L’mRNA che trasporta l’informazione per l’espressione del CAR diretto verso la FAP è stato incapsulato dentro nanoparticelle lipidiche (LNP), un approccio già utilizzato per i vaccini anti COVID-19. Le LNP sono state inoltre dotate di anticorpi anti-CD5, un recettore naturalmente espresso dai linfociti T che hanno guidato le nanoparticelle fino ad essi, portando il “messaggio” a destinazione. A quel punto le cellule T hanno assorbito le nanoparticelle e decodificato il messaggio portato dall’mRNA producendo così il FAPCAR come richiesto.
LO STUDIO
Per testare il funzionamento delle cellule FAPCAR generate in vivo, i ricercatori hanno infuso nei topi angiotensina II e fenilefrina per indurre la pressione alta. Dopo una settimana, quando è insorta la fibrosi, il team ha iniettato nei topi nanoparticelle lipidiche contenenti l'mRNA. I topi sono stati esaminati due settimane dopo: le loro funzioni cardiache erano migliorate rispetto ai topi di controllo, in cui era stata indotta la fibrosi cardiaca ma senza il trattamento con le cellule CAR-T. I ricercatori hanno, inoltre, scoperto che in alcuni topi trattati il tessuto cicatriziale nei ventricoli era ridotto al punto tale da rendere il tessuto cardiaco indistinguibile da quello dei controlli sani. Persisteva solo il tessuto cicatriziale attorno ai vasi sanguigni, poiché questa fibrosi è causata da fibroblasti che non esprimono la FAP mirata dai linfociti T.
IL VANTAGGIO DI ESSERE TRANSITORIE
Come hanno insegnato anche i vaccini anti COVID-19, l’mRNA è una molecola instabile e tende a degradarsi dopo poco tempo. Motivo per cui dopo circa 24-48 ore dall’iniezione di nanoparticelle lipidiche, nei topi restavano solo tra il 15 e il 22% di cellule FAPCAR, che sono poi diminuite gradualmente in una settimana. Un vantaggio rispetto alle cellule CAR-T classiche prodotte ex vivo – che lo stesso gruppo di ricerca aveva testato in uno studio precedente – che invece permangono per molto più tempo e potrebbero creare problemi in caso di lesioni future, poiché i fibroblasti attivati sono necessari per la guarigione delle ferite.
----
◆ **Esercizi**
**a.** Trascriva dal testo sulle cellule FAPCAR il brano da "IL VANTAGGIO DI" a "guarigione delle ferite.".
**b.** Scriva il seguito del testo sulle cellule FAPCAR, riprendendo subito dopo la sua ultima frase.

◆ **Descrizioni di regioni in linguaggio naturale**
----
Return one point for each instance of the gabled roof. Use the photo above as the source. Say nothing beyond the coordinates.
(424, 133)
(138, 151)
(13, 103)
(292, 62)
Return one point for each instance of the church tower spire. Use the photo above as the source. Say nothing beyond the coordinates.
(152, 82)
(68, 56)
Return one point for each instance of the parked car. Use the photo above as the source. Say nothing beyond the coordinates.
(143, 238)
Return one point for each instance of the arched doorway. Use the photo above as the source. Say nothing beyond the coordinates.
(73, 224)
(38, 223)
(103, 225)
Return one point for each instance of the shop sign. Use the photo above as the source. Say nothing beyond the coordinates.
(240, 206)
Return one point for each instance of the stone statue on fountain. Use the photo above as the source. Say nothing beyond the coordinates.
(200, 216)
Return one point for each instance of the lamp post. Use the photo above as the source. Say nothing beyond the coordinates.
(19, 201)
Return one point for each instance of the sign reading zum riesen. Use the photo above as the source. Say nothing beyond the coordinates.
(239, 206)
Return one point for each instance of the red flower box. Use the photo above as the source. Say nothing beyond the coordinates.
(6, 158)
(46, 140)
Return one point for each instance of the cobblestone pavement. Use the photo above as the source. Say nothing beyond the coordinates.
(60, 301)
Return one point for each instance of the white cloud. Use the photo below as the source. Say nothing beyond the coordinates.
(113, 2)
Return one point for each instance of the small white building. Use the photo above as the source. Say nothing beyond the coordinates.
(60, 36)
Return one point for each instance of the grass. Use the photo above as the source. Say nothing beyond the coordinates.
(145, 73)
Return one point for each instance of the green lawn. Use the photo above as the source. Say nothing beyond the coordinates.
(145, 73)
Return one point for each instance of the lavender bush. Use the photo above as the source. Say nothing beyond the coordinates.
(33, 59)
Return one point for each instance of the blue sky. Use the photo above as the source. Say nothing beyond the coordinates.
----
◆ **Risposte per esercizio**
**a.**
IL VANTAGGIO DI ESSERE TRANSITORIE
Come hanno insegnato anche i vaccini anti COVID-19, l’mRNA è una molecola instabile e tende a degradarsi dopo poco tempo. Motivo per cui dopo circa 24-48 ore dall’iniezione di nanoparticelle lipidiche, nei topi restavano solo tra il 15 e il 22% di cellule FAPCAR, che sono poi diminuite gradualmente in una settimana. Un vantaggio rispetto alle cellule CAR-T classiche prodotte ex vivo – che lo stesso gruppo di ricerca aveva testato in uno studio precedente – che invece permangono per molto più tempo e potrebbero creare problemi in caso di lesioni future, poiché i fibroblasti attivati sono necessari per la guarigione delle ferite.

**b.**
Nonostante la breve durata dell'attività le iniezioni di mRNA hanno portato a una notevole riduzione della fibrosi cardiaca nel modello animale e a un ripristino di dimensioni cardiache per lo più normali.
VERSO UN NUOVO MODELLO DI CAR-T
Non è ancora chiaro se questo approccio potrebbe avere applicazioni anche negli esseri umani, perché non sono ancora noti gli effetti a lungo termine. Inoltre, saranno necessari studi per verificare come la rimozione dei fibroblasti tramite le cellule CAR-T influenzi le proprietà biofisiche e biochimiche del tessuto cicatriziale cardiaco. I ricercatori sono però fiduciosi e credono che la tecnologia transitoria delle cellule CAR-T basata su mRNA possa essere utilizzata per diverse patologie. Stanno quindi portando avanti questo nuovo filone di ricerca con nuovi test, nella speranza di iniziare presto una sperimentazione clinica.
Parhiz e altri coautori hanno, inoltre, fondato un'azienda per sviluppare una piattaforma per la riprogrammazione delle cellule immunitarie con l'obiettivo di sviluppare terapie standard che, a differenza delle attuali terapie CAR-T, non siano personalizzate.